◆ TEXT SEGMENT ◆
The NuGet installer also creates an index.html file and an index.js file.

An error in the NuGet package adds an unneeded line to web.config. Until it’s fixed, double-click on this file and remove the line highlighted in Figure 4 (in my solution, it’s line 9).

web.config
Figure 4 Delete the Highlighted Line from web.config

You can now test the project. Open the project in your default browser using Ctrl+Shift+W or by clicking the Run button on the top navbar. If you see the 3D spaceship shown in Figure 5, your project is all set.

Babylon default spaceship
Figure 5 The Babylon Default Spaceship

For those using different IDEs, just follow the “Creating Basic Scene” tutorial on the Babylon.js Documentation page to get to the current state. I still recommend using the npm to install the dependencies if not using NuGet. The tutorial can be found at bit.ly/1MXT6WP.

To start from scratch, delete the function createScene in index.js.

The Building Blocks

The first two elements I’ll discuss are the engine and the scene.

The engine is the object responsible for communicating with the low-level WebGL API (WebGL 1 is based on OpenGL ES2, with very similar syntax). Instead of forcing you to write low-level WebGL code, the engine provides a higher-level and easier-to-understand API. It’s also transparent to the developer. Except for the initial project setup, I won’t directly use the engine at all. Certain lower-level functionality can be accomplished using the engine, but I won’t be covering this.

The engine requires two parameters in order to initialize. The first is a canvas on which to draw. The canvas is an HTML element that’s already in index.html. The second parameter is the state of anti-aliasing (on or off).

Open the currently blank index.js and add the following lines of code:


function init() {
  var engine = initEngine();
}
function initEngine() {
  // Get the canvas element from index.html
  var canvas = document.getElementById("renderCanvas");
  // Initialize the BABYLON 3D engine
  var engine = new BABYLON.Engine(canvas, true);
  return engine;
}

During development, I’ll use the init function to add new functionality with each step. Each element I create will have its own function.

To understand what a scene represents, think of a Web site with different pages. A single Web page contains the text, images, event listeners, and all other resources needed to render that one, single page. Loading a different page loads different resources.
Just as with a single Web page, the scene holds the needed resources to show one, single 3D “page.” This scene can be very large and full of resources—meshes, cameras, lights, user actions and more. But in order to move from one page to another, a new scene is recommended. The scene is also responsible for rendering its own resources and communicating the needed information to the engine. The bowling game requires only a single scene. But if I planned to add new levels or a bonus game, I’d create them using new scenes.

To initialize the scene requires only the engine I created. Add the following to index.js:


function createScene(engine) {
  var scene = new BABYLON.Scene(engine);
  // Register a render loop to repeatedly render the scene
  engine.runRenderLoop(function () {
      scene.render();
  });
}

First, I create the scene object. The next lines are the only interaction I’ll have with the engine. They tell the engine to render this specific scene every time the render loop is running.

◆ GOAL 1 ◆
Name every function defined in the code samples of the Babylon.js tutorial above.
◆ GOAL 2 ◆
Answer these questions from the Babylon.js tutorial above:
(a) Which keyboard shortcut opens the project in the default browser?
(b) What two parameters does the engine need to initialize?
(c) In the writer's solution, which line of web.config has to be removed?

◆ DATASET EXCERPT ◆

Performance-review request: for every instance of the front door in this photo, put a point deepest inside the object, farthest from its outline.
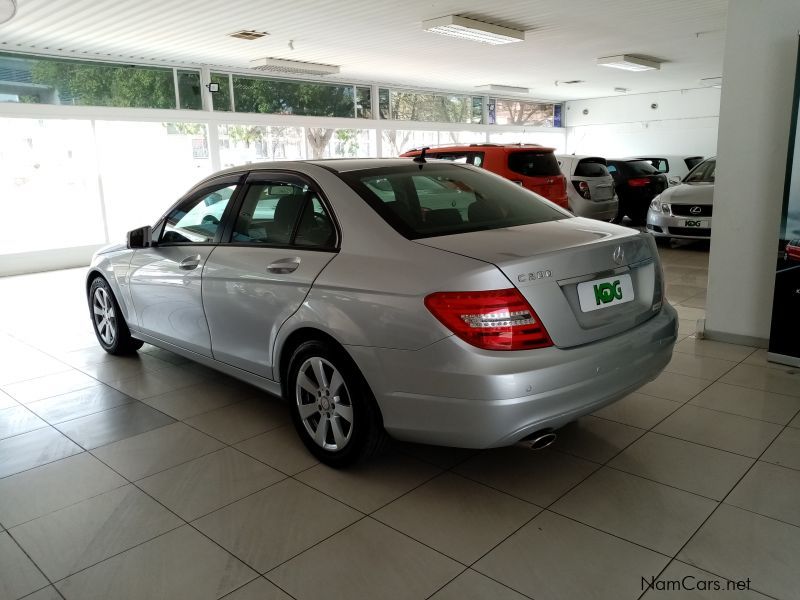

◆ FULL ANSWER 1 ◆
init, initEngine, createScene

◆ FULL ANSWER 2 ◆
(a) Ctrl+Shift+W
(b) A canvas on which to draw, and the state of anti-aliasing (on or off).
(c) Line 9